TASK SET:
**A.** Please list the four things that, according to the speech on democracy and development below, South Africa has experienced in combination over the past 11 years.
**B.** Extend the speech on democracy and development below, picking up after its seventh listed principle.

PROVIDED TEXT:
Democracy and Development

Thank you for inviting me to be present today to address the Black Management Forum. I know my coming here has been long overdue. Ladies and gentlemen, human centered development requires a commitment to the fundamental tenets democracy and the forging of a people's contract between a government and its people.

True democracy is about more than the formal equality - the right to vote, to run for and hold office and equality before and under the law. True democracy is about substantive equality - creating conditions for the development of an inclusive society where there is equality of opportunities for all including those who have been historically disadvantaged.

Allow me to suggest that our government is way too modest. We have not really taken the credit, which I believe we richly deserve. In the first free, fair and democratic election in our country 11 years ago, the overwhelming majority of our people expressed utmost confidence in our ability to rule fairly, consistently, transparently and in the interests of all South Africans.

They expressed confidence in our ability to deliver on our promises, in our ability to uphold our Constitution and to respect the rule of law. Our critics expected us to falter and fail and to drive our country further into the depths of an economic recession. They expected our country to descend into anarchy. But we confounded everyone.

In the past 11 years South Africa has experienced the unique combination of economic growth, political stability, the strengthening of democracy and the implementation of socio-economic policies that have led to the creation of a better life for all South African especially those who suffered most because of the legacy of apartheid. And we have won three successive elections with ever increasing majorities.

So our government should rightly take pride in its achievements while keeping its feet firmly planted in the reality that there remains much that has yet to be accomplished.

Our government began with a number of fundamental principles in mind:

  1. The fight against poverty and underdevelopment is intricately linked to political and economic stability;
  2. In working to improve the well being of the most marginalised and the most impoverished in our society we simultaneously improve the well being of all South Africans;
  3. Good governance and administrations requires accountability, transparency and a dedication to providing efficient and effective service delivery.
  4. The commitment to upholding the tenets of democracy involves respecting, protecting and advancing human rights, respecting the rule of law and respecting and upholding the Constitution.
  5. A commitment to equity and social justice requires a commitment to a developmental state that consciously intervenes to promote socio-economic well being. We do not adhere to the neo-liberal notions of a lean, mean minimalist state.
  6. Peace and stability in South Africa requires us to be active in the promotion of peace and stability in the region and in Africa as a whole.
  7. The creation of a non-racial non-sexist South Africa is in the common good and is in the interests of all who live in our country.

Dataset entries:
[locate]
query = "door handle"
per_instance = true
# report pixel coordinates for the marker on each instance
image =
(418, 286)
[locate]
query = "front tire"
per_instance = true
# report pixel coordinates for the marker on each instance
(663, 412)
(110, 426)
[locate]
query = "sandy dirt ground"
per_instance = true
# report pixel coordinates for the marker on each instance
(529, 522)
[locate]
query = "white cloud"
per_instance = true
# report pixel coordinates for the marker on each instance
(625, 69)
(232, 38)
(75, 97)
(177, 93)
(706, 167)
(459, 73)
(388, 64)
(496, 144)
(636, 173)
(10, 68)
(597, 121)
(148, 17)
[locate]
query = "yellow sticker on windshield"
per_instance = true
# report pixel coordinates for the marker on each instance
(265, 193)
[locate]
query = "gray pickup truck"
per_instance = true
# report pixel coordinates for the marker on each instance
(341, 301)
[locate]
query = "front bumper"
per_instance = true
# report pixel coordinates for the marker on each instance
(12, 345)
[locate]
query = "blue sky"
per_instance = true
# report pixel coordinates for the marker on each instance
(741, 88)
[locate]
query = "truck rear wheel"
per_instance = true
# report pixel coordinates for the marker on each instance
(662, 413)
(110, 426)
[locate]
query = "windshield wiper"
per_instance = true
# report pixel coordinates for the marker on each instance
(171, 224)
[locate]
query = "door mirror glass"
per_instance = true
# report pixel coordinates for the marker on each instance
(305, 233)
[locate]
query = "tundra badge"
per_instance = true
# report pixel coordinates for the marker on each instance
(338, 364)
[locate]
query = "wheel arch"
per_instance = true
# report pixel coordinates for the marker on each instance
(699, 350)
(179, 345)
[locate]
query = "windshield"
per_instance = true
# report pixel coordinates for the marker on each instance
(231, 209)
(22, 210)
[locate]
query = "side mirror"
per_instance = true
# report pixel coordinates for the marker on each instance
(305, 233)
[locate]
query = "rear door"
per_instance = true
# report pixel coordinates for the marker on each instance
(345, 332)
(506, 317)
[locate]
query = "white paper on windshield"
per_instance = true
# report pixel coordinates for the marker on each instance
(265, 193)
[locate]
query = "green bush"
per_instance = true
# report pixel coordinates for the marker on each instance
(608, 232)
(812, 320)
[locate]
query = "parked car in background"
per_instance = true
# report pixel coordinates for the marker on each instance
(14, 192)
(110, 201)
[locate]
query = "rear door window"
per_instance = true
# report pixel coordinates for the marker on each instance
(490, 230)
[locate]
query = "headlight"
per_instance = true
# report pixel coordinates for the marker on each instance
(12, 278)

RESULTS FOR EACH TASK:
**A.**
- economic growth
- political stability
- the strengthening of democracy
- the implementation of socio-economic policies that have led to the creation of a better life for all South Africans

**B.**
These principles have guided our socio-economic policies, and even the International Monetary Fund agreed we have made enormous positive strides.

In a press release at the conclusion of her visit to South Africa Ms Anne O Krueger, First Deputy Managing Director, International Monetary Fund, in June of this year said: "South Africa is making impressive progress. Achievement of macroeconomic stability has resulted in higher growth rates and low inflation. As a result the living standards of many South Africans have risen.

These achievements are remarkable; all the more so given that this economic progress has been made during a period of unprecedented political and social transformation. Progress thus far has been remarkable. I am confident the authorities are determined to build on that progress and undertake the reforms that will raise the sustainable growth rate, reduce poverty and raise the standard of living for all South Africans."

We are of the view that the state has a responsibility and an obligation to fight the war on poverty and underdevelopment. As we witnessed the disastrous effects of Hurricane Katrina, and as we extended our sympathies to the people of New Orleans and other parts of the United States who lost loved ones, who lost their meagre possessions and who saw everything they built up destroyed, let us also take a moment to reflect on the role of government.

In truth, the city of New Orleans was hit by Hurricane Poverty long before it was hit by Hurricane Katrina. New Orleans is a city where two thirds of the residents are black and 28% of the residents are white. 35% of the Black people and 11% of the white residents of New Orleans live in poverty; and 40% of the residents are illiterate. So poverty has a racialised identity in that city.

Hurricane Katrina, a natural force, exposed in a most tragic way the effects of years of neglecting the poor and not investing wisely in both the physical as well as the social infrastructure of a community, a city and a society. While the wealthy and the middle classes were able to escape the wrath of the hurricane, the poor, predominantly black residents suffered tragic loss of property, assets and life.

Indeed, Katrina has the potential to demonstrate to all of us the follies of neo-conservatism - an ideology that rejects the notion of the "common good" and instead promotes an unbridled free market where everyone looks out for himself or herself.

Katrina shows us in the most dramatic fashion what happens when natural disasters hit an area ravaged by years of conscious state neglect. The Katrina fiasco shows us what "every man for himself" really creates: a society of such rampant inequality that, even as a devastating hurricane rushes in from the sea and the affluent depart, tens of thousands who are too poor, too sick or too old are simply abandoned and left stranded on rooftops as water rises around them.

This immense tragedy has been years in the making, as the neo-conservative ideology and practice has redirected national wealth to the rich, leaving public programs, infrastructure and millions of people badly in need.

The imprint of neo-conservatism is clearly visible in the Katrina saga.

Despite the well-documented danger of a major hurricane hitting low-lying New Orleans, neo-conservatives slashed federal funding for preventative flood control and lifted a ban on developers destroying the wetlands protecting the city. It also downsized and privatised the federal disaster management agency, handing it over to inexperienced cronies who cut funding for a nationwide program aimed at reducing the impact of disasters by properly preparing for them.

The first lesson of Katrina is that governments should never undertake policies that leave the poor vulnerable to the ravages of a natural disaster while the rich have the resources to flee and escape. The second lesson of Katrina is that duly elected officials have to rededicate themselves to the war on poverty.

Katrina demonstrated how a natural disaster exacerbated a social disaster that was long in the making. And the third lesson for all of us is that governments should be held accountable for the negative impacts of cuts to expenditures on social programs, of privatisation, of deregulation and of social neglect. The true measure of good government is the degree to which it cares for the well being of its most impoverished, its most marginalised and its most excluded citizens. And on this count Hurricane Katrina exposed the failure of government to govern and administer in the name of all including the impoverished.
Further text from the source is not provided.